What you have to do. Present each line of the data below as an item in a numbered list, omitting any blank lines.

....

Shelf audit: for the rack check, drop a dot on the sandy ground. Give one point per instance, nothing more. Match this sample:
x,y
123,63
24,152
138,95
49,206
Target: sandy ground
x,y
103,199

....

Response for this exercise.
1. Shelf audit: for the rack check, drop a dot on the sandy ground. Give one point per instance, nothing more. Match this sample:
2. x,y
3. 123,63
4. 24,152
5. 138,95
6. 49,206
7. Target: sandy ground
8. x,y
9. 103,199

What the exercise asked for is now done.